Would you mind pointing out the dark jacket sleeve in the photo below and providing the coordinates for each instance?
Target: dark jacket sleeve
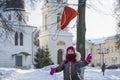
(82, 63)
(60, 67)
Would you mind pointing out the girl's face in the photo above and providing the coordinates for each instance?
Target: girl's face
(70, 51)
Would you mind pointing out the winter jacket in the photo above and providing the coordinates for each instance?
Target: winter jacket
(69, 70)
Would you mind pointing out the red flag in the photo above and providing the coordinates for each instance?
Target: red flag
(67, 15)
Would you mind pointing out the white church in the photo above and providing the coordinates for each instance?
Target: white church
(16, 48)
(51, 36)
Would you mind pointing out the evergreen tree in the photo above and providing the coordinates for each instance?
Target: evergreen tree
(42, 58)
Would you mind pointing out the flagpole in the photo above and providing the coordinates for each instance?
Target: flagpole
(81, 29)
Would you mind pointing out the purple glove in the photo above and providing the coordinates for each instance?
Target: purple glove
(89, 58)
(52, 71)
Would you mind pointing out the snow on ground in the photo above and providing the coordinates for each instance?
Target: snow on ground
(43, 74)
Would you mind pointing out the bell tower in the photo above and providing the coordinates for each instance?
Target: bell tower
(14, 11)
(51, 36)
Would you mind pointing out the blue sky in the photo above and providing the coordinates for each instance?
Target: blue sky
(99, 19)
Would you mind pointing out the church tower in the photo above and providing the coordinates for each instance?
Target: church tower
(16, 48)
(51, 36)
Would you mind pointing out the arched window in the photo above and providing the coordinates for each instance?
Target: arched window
(16, 38)
(21, 38)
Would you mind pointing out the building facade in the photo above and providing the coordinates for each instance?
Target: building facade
(104, 50)
(51, 36)
(15, 35)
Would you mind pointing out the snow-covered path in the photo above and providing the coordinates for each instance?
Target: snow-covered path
(43, 74)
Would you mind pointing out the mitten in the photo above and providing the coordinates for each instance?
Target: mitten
(52, 71)
(89, 58)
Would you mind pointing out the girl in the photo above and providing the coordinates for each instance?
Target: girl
(68, 66)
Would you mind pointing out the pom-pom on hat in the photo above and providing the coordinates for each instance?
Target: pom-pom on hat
(70, 54)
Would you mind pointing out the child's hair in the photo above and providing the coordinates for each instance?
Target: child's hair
(78, 56)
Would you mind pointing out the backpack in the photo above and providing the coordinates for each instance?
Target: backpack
(79, 70)
(78, 67)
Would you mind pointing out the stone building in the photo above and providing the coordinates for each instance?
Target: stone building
(104, 50)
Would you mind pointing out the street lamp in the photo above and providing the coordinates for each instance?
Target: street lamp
(105, 51)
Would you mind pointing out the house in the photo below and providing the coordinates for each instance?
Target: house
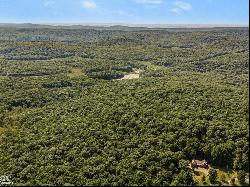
(200, 163)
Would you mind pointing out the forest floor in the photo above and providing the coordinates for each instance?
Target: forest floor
(134, 75)
(75, 72)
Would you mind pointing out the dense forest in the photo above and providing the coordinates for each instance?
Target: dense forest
(69, 117)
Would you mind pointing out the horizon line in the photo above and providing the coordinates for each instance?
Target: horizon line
(161, 25)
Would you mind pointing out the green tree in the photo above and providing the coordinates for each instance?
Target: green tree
(184, 178)
(242, 177)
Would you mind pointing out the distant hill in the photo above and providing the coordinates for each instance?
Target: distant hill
(125, 27)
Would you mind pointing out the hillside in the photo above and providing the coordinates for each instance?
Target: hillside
(69, 117)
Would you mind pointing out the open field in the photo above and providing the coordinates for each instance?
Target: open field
(68, 116)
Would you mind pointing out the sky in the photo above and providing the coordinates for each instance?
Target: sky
(125, 11)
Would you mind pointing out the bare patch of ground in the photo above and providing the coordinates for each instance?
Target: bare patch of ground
(134, 75)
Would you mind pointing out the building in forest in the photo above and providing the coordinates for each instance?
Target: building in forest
(200, 163)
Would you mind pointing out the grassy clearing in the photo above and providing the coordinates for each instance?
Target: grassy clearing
(224, 176)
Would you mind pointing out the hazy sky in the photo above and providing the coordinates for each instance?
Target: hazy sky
(126, 11)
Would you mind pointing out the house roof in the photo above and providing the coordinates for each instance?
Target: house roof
(200, 162)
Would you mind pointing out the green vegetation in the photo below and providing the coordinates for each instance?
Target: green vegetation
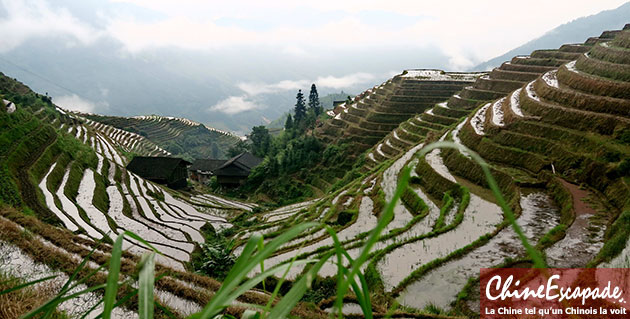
(187, 140)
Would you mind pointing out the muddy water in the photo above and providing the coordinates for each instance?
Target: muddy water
(177, 250)
(72, 211)
(19, 264)
(389, 183)
(288, 211)
(162, 217)
(347, 309)
(230, 203)
(480, 218)
(441, 285)
(365, 222)
(84, 199)
(584, 238)
(50, 202)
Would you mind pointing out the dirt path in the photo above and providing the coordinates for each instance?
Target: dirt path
(584, 238)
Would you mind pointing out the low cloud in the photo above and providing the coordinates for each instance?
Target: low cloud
(256, 88)
(36, 18)
(344, 81)
(76, 103)
(332, 82)
(234, 104)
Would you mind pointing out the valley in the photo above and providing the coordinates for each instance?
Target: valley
(552, 127)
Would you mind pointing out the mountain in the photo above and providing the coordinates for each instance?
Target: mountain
(64, 183)
(572, 32)
(326, 101)
(178, 136)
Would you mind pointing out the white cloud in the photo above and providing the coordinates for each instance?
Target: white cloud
(76, 103)
(468, 32)
(333, 82)
(344, 81)
(256, 88)
(35, 18)
(234, 104)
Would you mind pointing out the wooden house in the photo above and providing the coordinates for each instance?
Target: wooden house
(234, 171)
(201, 170)
(169, 171)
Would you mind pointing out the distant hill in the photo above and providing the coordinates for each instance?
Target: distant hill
(575, 31)
(180, 137)
(327, 102)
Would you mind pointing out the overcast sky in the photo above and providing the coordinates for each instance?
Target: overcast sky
(467, 32)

===

■ Exercise objective:
Starting at the line that contains "Would you mind pointing out the white cloud", retype each line through the last one in the records, both included, and add nothing.

■ Exercise solution:
Would you mind pointing out the white cloud in the photo above and providing the coordinates for each instance?
Target: white cloud
(76, 103)
(468, 32)
(333, 82)
(344, 81)
(256, 88)
(35, 18)
(234, 104)
Would you mind pointing out the wooden house in the photo above and providing the coordinates for each instance?
Target: wooden house
(234, 171)
(201, 170)
(169, 171)
Would you mind pointing out the distant hill in the photo above and providing the coordinates for each instance?
Target: distant hill
(575, 31)
(180, 137)
(327, 102)
Would you mind pointing out the overcast sky in the photo above and providing the coordinates for each instance?
Target: overcast sky
(467, 32)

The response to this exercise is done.